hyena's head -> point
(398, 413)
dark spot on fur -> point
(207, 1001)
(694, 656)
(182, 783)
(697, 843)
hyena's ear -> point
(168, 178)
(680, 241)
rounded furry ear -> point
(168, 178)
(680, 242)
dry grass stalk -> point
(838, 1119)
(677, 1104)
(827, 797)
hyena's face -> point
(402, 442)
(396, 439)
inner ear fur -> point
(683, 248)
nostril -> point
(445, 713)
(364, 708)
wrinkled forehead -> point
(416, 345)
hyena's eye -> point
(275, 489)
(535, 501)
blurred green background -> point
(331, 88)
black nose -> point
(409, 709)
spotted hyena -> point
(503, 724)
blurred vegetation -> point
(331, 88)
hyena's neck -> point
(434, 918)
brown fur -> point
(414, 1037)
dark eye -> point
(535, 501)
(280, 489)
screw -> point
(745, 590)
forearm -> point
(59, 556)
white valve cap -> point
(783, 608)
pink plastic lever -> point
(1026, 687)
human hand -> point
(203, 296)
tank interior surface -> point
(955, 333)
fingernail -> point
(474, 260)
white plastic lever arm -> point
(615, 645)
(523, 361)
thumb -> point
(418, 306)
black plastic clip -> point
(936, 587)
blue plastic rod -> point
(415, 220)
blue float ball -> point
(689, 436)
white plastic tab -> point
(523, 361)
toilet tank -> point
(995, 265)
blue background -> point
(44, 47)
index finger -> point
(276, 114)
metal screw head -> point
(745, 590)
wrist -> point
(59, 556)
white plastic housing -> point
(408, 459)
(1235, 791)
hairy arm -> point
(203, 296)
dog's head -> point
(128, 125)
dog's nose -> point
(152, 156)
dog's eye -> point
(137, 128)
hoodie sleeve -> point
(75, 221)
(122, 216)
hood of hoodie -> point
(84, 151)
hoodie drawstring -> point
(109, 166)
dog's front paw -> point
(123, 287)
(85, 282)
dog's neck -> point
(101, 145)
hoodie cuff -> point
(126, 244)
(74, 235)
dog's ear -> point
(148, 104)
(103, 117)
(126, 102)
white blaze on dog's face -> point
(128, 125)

==========

Everything from the line containing "human hand -> point" through the last line of the records must be given again exactly; leave out all other lines.

### [RESPONSE TO THIS EXERCISE]
human hand -> point
(203, 296)
tank interior surface -> point
(955, 333)
fingernail -> point
(474, 260)
white plastic lever arm -> point
(615, 645)
(523, 361)
thumb -> point
(418, 306)
black plastic clip -> point
(936, 587)
blue plastic rod -> point
(415, 220)
blue float ball -> point
(689, 436)
white plastic tab -> point
(523, 361)
toilet tank -> point
(995, 265)
blue background -> point
(44, 47)
index finger -> point
(276, 114)
metal screw head -> point
(745, 590)
wrist -> point
(59, 556)
white plastic housing -> point
(408, 459)
(1235, 791)
hairy arm -> point
(203, 296)
dog's head -> point
(128, 125)
dog's nose -> point
(152, 156)
dog's eye -> point
(137, 128)
hoodie sleeve -> point
(75, 221)
(122, 216)
hood of hoodie -> point
(84, 151)
hoodie drawstring -> point
(109, 166)
dog's front paw -> point
(123, 287)
(85, 282)
dog's neck -> point
(101, 145)
hoodie cuff -> point
(126, 244)
(74, 235)
dog's ear -> point
(148, 104)
(103, 117)
(126, 102)
white blaze on dog's face -> point
(128, 125)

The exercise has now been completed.